─── GIVEN PASSAGE

Story Work

When we experience pain or heartache, we can find ourselves moved beyond it by the current of life, before we have sufficient time to sit with the reality of what has happened. We are used to being wounded and left to care for those wounds alone as life moves forward.

These wounds begin to happen when we’re children and don’t yet have the vocabulary to express our hurt. If we cry, we may be met with care, and the wound might receive the attention it needs to heal then and there.

Sometimes, though, we don’t receive that care, for any number of reasons. When this happens, the current moves us along, and we accumulate wounds that create a need to protect them, since we can’t heal them on our own. We develop ways of coping with these untended wounds that can disconnect us from ourselves and others, also trying to distance us from the pain. This is true of us all, spanning the full range of human experience and across all ages. From those who feel they have had “a good life” or “a happy childhood” to those who have borne severe wounds of abuse, trauma or neglect. No one passes through life without some experience of hurt and disappointment in how others have responded.

Story Work offers a unique opportunity to approach an experience or event in your life that holds pain. It invites you to write a story, which you then share with a reader who is experienced in receiving such stories with kindness and care.

Story Work is not therapy as it does not offer diagnosis or treatment of mental health diagnoses.

If you’re experiencing acute mental health symptoms impairing your ability to function in daily life, are suffering active addiction, or are seeking treatment for a mental health diagnosis, you need to see a therapist. In this case, Story Work can provide additional benefit to the therapy you receive.

──────

PROBLEM >>
Answer these questions about the Story Work page, numbering each answer to match its question.
1. According to the page, when do these wounds begin to happen?
2. Who receives the story a person writes in Story Work?
3. Why does the page say Story Work is not therapy?
Rely only on the Story Work page for the answers.

─── INFORMATION PROVIDED

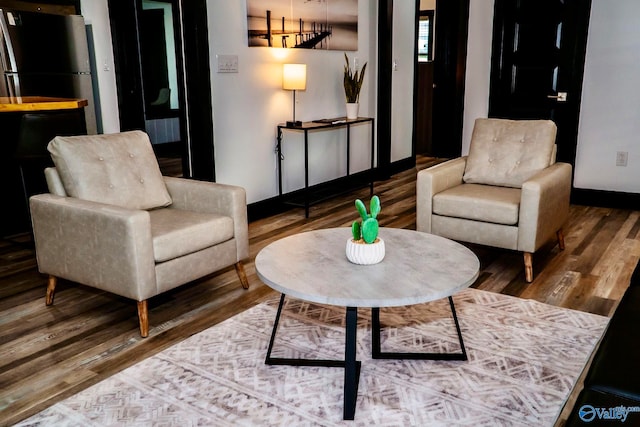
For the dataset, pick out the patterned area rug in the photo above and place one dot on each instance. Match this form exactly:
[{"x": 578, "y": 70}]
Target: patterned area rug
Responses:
[{"x": 524, "y": 359}]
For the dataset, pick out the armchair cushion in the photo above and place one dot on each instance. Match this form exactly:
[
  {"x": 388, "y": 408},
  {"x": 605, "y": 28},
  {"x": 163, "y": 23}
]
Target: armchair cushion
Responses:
[
  {"x": 119, "y": 169},
  {"x": 176, "y": 232},
  {"x": 508, "y": 152},
  {"x": 498, "y": 205}
]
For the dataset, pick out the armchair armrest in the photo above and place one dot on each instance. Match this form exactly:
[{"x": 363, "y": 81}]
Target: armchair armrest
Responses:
[
  {"x": 544, "y": 206},
  {"x": 211, "y": 197},
  {"x": 432, "y": 181},
  {"x": 103, "y": 246}
]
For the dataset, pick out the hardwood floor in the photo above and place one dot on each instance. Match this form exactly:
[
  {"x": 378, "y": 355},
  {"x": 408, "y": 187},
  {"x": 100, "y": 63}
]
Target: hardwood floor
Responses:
[{"x": 49, "y": 353}]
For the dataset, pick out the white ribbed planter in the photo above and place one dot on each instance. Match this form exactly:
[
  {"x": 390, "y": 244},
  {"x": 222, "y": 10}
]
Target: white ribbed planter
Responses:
[{"x": 363, "y": 253}]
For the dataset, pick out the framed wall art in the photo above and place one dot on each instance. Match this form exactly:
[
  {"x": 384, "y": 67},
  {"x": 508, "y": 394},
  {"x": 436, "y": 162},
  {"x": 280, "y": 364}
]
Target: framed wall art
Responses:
[{"x": 303, "y": 24}]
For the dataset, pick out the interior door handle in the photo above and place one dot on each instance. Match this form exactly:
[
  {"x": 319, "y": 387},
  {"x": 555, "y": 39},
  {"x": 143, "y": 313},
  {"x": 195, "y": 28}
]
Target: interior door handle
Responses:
[{"x": 560, "y": 97}]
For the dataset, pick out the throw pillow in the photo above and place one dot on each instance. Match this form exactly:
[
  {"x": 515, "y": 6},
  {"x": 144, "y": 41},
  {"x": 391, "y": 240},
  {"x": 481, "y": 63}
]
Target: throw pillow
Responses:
[
  {"x": 508, "y": 152},
  {"x": 119, "y": 169}
]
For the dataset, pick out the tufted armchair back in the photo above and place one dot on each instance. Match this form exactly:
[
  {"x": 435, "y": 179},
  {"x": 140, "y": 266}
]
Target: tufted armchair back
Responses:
[
  {"x": 509, "y": 192},
  {"x": 113, "y": 222}
]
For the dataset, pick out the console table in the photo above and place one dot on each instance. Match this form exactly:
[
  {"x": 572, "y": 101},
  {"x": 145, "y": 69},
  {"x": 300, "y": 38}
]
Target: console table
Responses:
[{"x": 322, "y": 125}]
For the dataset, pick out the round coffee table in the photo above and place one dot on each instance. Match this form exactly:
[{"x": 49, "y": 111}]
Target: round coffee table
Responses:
[{"x": 418, "y": 267}]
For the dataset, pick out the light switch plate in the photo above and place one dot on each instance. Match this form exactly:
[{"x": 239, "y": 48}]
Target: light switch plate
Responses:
[{"x": 227, "y": 63}]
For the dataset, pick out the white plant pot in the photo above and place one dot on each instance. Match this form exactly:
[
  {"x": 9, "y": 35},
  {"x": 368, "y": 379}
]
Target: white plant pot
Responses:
[
  {"x": 352, "y": 110},
  {"x": 362, "y": 253}
]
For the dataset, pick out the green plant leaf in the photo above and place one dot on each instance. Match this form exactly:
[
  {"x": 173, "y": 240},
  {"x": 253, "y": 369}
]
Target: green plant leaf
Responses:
[
  {"x": 374, "y": 206},
  {"x": 370, "y": 230},
  {"x": 355, "y": 230},
  {"x": 362, "y": 209}
]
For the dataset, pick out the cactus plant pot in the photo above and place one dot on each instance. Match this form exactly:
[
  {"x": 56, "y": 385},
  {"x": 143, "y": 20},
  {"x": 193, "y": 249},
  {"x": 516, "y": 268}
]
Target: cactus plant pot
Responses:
[{"x": 362, "y": 253}]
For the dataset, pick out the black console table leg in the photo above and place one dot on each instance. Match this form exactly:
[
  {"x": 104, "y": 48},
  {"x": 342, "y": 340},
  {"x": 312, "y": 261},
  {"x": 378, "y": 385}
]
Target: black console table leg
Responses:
[{"x": 376, "y": 353}]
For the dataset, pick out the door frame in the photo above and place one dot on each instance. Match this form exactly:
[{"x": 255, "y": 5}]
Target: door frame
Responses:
[
  {"x": 197, "y": 118},
  {"x": 572, "y": 79}
]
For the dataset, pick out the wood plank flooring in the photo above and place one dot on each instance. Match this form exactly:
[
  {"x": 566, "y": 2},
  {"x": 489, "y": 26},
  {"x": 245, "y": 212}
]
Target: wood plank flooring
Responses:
[{"x": 49, "y": 353}]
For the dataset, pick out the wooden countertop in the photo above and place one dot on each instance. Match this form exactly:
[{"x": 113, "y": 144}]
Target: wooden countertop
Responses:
[{"x": 39, "y": 103}]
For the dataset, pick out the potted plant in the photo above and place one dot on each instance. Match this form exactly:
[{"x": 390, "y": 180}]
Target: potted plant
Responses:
[
  {"x": 352, "y": 84},
  {"x": 365, "y": 247}
]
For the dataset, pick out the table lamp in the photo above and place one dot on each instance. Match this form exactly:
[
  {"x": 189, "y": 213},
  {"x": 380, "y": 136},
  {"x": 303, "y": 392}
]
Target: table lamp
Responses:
[{"x": 294, "y": 77}]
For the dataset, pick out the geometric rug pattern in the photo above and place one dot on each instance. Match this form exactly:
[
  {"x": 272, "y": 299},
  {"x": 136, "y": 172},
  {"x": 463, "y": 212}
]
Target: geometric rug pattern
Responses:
[{"x": 524, "y": 360}]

──────

SOLUTION TO THIS TASK >>
1. They begin when we're children and don't yet have the vocabulary to express our hurt.
2. A reader who is experienced in receiving such stories with kindness and care receives it.
3. It does not offer diagnosis or treatment of mental health diagnoses.